EXERCISE DESCRIPTION:
Pictures do not belong in the copy. Return all of the entries exactly.

* * * *

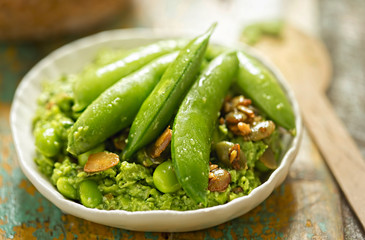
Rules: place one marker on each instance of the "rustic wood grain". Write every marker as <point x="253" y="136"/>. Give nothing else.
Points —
<point x="335" y="143"/>
<point x="306" y="206"/>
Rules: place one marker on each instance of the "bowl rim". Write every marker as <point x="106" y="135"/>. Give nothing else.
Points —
<point x="145" y="33"/>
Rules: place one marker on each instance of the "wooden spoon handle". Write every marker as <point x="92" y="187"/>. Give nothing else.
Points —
<point x="336" y="145"/>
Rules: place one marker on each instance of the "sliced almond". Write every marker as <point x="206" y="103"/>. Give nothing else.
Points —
<point x="100" y="161"/>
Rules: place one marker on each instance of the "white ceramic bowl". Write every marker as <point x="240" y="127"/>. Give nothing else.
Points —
<point x="70" y="59"/>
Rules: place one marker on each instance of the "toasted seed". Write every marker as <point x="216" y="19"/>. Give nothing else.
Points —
<point x="244" y="128"/>
<point x="100" y="161"/>
<point x="220" y="180"/>
<point x="235" y="157"/>
<point x="212" y="167"/>
<point x="237" y="190"/>
<point x="261" y="130"/>
<point x="235" y="117"/>
<point x="249" y="112"/>
<point x="268" y="159"/>
<point x="232" y="156"/>
<point x="239" y="100"/>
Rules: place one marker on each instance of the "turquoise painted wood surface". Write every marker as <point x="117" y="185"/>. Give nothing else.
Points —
<point x="306" y="206"/>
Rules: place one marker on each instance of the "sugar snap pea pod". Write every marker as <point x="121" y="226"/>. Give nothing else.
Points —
<point x="194" y="125"/>
<point x="93" y="82"/>
<point x="259" y="84"/>
<point x="116" y="107"/>
<point x="158" y="109"/>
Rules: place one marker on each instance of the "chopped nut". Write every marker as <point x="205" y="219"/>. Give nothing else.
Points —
<point x="237" y="190"/>
<point x="234" y="156"/>
<point x="161" y="143"/>
<point x="235" y="117"/>
<point x="261" y="130"/>
<point x="247" y="102"/>
<point x="212" y="167"/>
<point x="244" y="128"/>
<point x="249" y="112"/>
<point x="100" y="161"/>
<point x="239" y="100"/>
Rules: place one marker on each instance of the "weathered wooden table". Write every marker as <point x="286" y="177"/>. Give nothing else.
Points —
<point x="308" y="205"/>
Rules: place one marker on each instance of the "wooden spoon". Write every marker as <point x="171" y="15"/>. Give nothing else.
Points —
<point x="305" y="63"/>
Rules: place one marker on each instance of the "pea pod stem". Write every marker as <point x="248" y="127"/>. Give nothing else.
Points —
<point x="260" y="85"/>
<point x="158" y="109"/>
<point x="115" y="108"/>
<point x="194" y="124"/>
<point x="93" y="82"/>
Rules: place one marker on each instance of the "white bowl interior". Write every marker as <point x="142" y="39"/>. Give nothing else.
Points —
<point x="71" y="59"/>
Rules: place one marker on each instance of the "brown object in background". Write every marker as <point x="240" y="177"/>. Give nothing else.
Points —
<point x="41" y="19"/>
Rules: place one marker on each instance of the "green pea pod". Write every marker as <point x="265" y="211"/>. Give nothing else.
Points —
<point x="116" y="107"/>
<point x="95" y="81"/>
<point x="47" y="139"/>
<point x="259" y="84"/>
<point x="158" y="109"/>
<point x="195" y="122"/>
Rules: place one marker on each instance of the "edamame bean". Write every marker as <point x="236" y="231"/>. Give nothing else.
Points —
<point x="66" y="189"/>
<point x="90" y="195"/>
<point x="159" y="107"/>
<point x="194" y="124"/>
<point x="164" y="178"/>
<point x="95" y="81"/>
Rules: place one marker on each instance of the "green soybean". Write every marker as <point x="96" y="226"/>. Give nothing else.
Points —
<point x="164" y="178"/>
<point x="115" y="108"/>
<point x="66" y="188"/>
<point x="158" y="109"/>
<point x="259" y="84"/>
<point x="90" y="195"/>
<point x="93" y="82"/>
<point x="195" y="122"/>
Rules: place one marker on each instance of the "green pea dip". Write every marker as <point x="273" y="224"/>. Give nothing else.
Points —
<point x="128" y="185"/>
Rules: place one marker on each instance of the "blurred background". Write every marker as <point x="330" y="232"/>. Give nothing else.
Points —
<point x="29" y="30"/>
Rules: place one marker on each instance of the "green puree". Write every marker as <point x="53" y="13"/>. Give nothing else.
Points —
<point x="126" y="186"/>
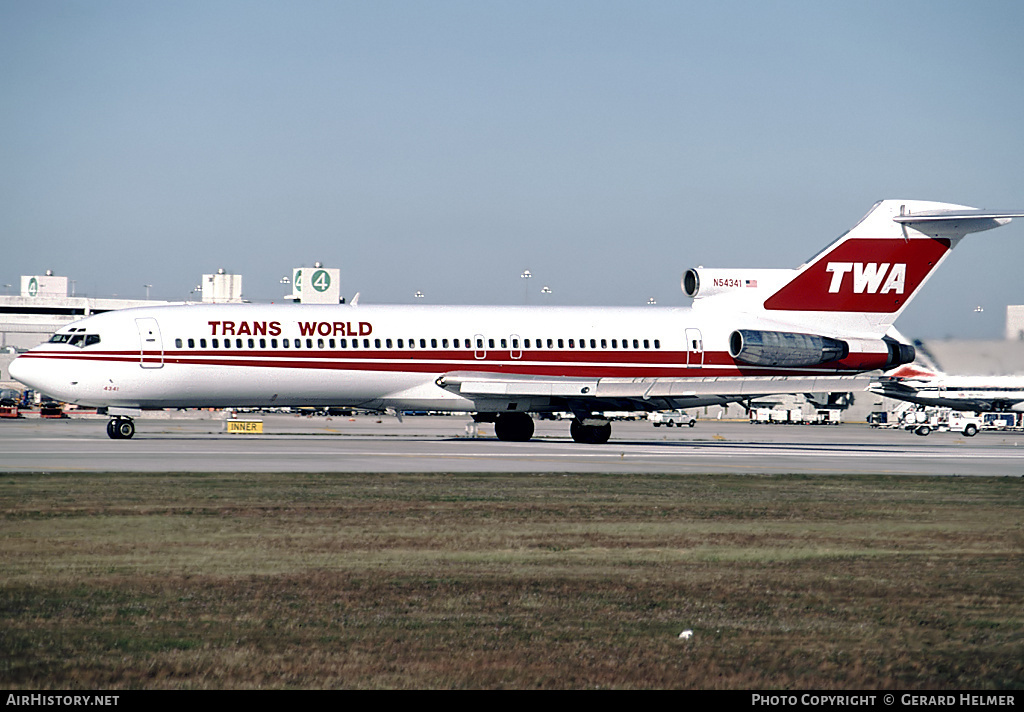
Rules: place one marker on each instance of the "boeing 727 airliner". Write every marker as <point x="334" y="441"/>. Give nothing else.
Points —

* * * *

RIGHT ANSWER:
Rules: place one marker on each instance of the "rustic wood grain". Write every marker as <point x="253" y="136"/>. Give nothing else.
Points —
<point x="335" y="143"/>
<point x="306" y="206"/>
Rules: place one marker on each instance of the "bowl rim". Write every marker as <point x="106" y="135"/>. Give nothing else.
Points —
<point x="145" y="33"/>
Rules: place one marker on each instance of the "wooden spoon handle". Write every marker as <point x="92" y="187"/>. Give nothing else.
Points —
<point x="336" y="145"/>
Rules: place one marker on each instance of the "sliced almond". Write every marker as <point x="206" y="103"/>. Give nothing else.
Points —
<point x="100" y="161"/>
Rules: place one marker on each instance of the "white ceramic bowl". Write every marker as <point x="240" y="127"/>. Give nothing else.
Points —
<point x="70" y="59"/>
Rules: place one marker on each instance of the "toasted seed". Write every marker as <point x="216" y="19"/>. Give nothing else.
Points —
<point x="244" y="128"/>
<point x="100" y="161"/>
<point x="220" y="180"/>
<point x="235" y="157"/>
<point x="212" y="167"/>
<point x="237" y="190"/>
<point x="261" y="130"/>
<point x="235" y="117"/>
<point x="249" y="112"/>
<point x="268" y="159"/>
<point x="232" y="156"/>
<point x="239" y="100"/>
Rules: place one marker on each instance of the "turquoise painted wood surface". Write every marker as <point x="117" y="185"/>. Give nothing else.
Points —
<point x="306" y="206"/>
Rules: place one marker on each instance of the "sugar snap pea pod". Write every marker as <point x="121" y="226"/>. Give nothing else.
Points —
<point x="194" y="125"/>
<point x="93" y="82"/>
<point x="259" y="84"/>
<point x="116" y="107"/>
<point x="158" y="109"/>
Rules: place one marker on each instance of the "chopped nut". Write every marker as <point x="205" y="219"/>. Give nothing else.
Points —
<point x="237" y="190"/>
<point x="234" y="156"/>
<point x="161" y="143"/>
<point x="235" y="117"/>
<point x="261" y="130"/>
<point x="247" y="102"/>
<point x="212" y="167"/>
<point x="244" y="128"/>
<point x="249" y="112"/>
<point x="100" y="161"/>
<point x="239" y="100"/>
Rules: place one marker on each instance of the "weathered wooden table". Write every marker as <point x="286" y="177"/>. Give nothing else.
Points —
<point x="308" y="205"/>
Rules: place one marker on each instance of the "wooden spoon". Write every marker as <point x="171" y="15"/>. Give nothing else.
Points —
<point x="305" y="63"/>
Rules: place one marker on each instance of the "pea pod stem". Write every marker as <point x="248" y="127"/>. Give nothing else.
Points —
<point x="260" y="85"/>
<point x="158" y="109"/>
<point x="115" y="108"/>
<point x="194" y="124"/>
<point x="93" y="82"/>
Rules: place one marker on each instance of the "white bowl interior". Write every marker as <point x="142" y="39"/>. Give nothing else.
Points —
<point x="71" y="59"/>
Rules: place one marker on each instance of the "brown object in background". Write every marker as <point x="240" y="177"/>. Give nothing else.
Points —
<point x="41" y="19"/>
Rules: place one marker on each instance of the "green pea pod". Write every marker as <point x="265" y="211"/>. Give nothing else.
Points —
<point x="116" y="107"/>
<point x="95" y="81"/>
<point x="47" y="139"/>
<point x="259" y="84"/>
<point x="158" y="109"/>
<point x="195" y="122"/>
Rules: place one marker on each instance of the "edamame bean". Write every marker as <point x="236" y="231"/>. Give nothing else.
Points —
<point x="66" y="189"/>
<point x="90" y="195"/>
<point x="159" y="107"/>
<point x="194" y="124"/>
<point x="164" y="178"/>
<point x="95" y="81"/>
Rules: place one marker on each instance of the "green soybean". Write every marker as <point x="96" y="226"/>. Give nothing else.
Points —
<point x="164" y="178"/>
<point x="115" y="108"/>
<point x="66" y="188"/>
<point x="158" y="109"/>
<point x="259" y="84"/>
<point x="90" y="195"/>
<point x="93" y="82"/>
<point x="195" y="122"/>
Rules: place one marker on each instance of the "green pea dip". Write every marker as <point x="273" y="224"/>. Give nothing else.
Points —
<point x="128" y="185"/>
Rules: place one marker on each instance of the "blurred background". Write every marker as <point x="330" y="232"/>. Give nothing else.
Points —
<point x="29" y="30"/>
Rules: place one marker on each instance of the "green puree". Write every marker as <point x="53" y="13"/>. Give nothing else.
Points —
<point x="126" y="186"/>
Rules: place one marker on each instance of the "boeing 727 airliner". Write every marker as <point x="334" y="441"/>. Give nothing else.
Points —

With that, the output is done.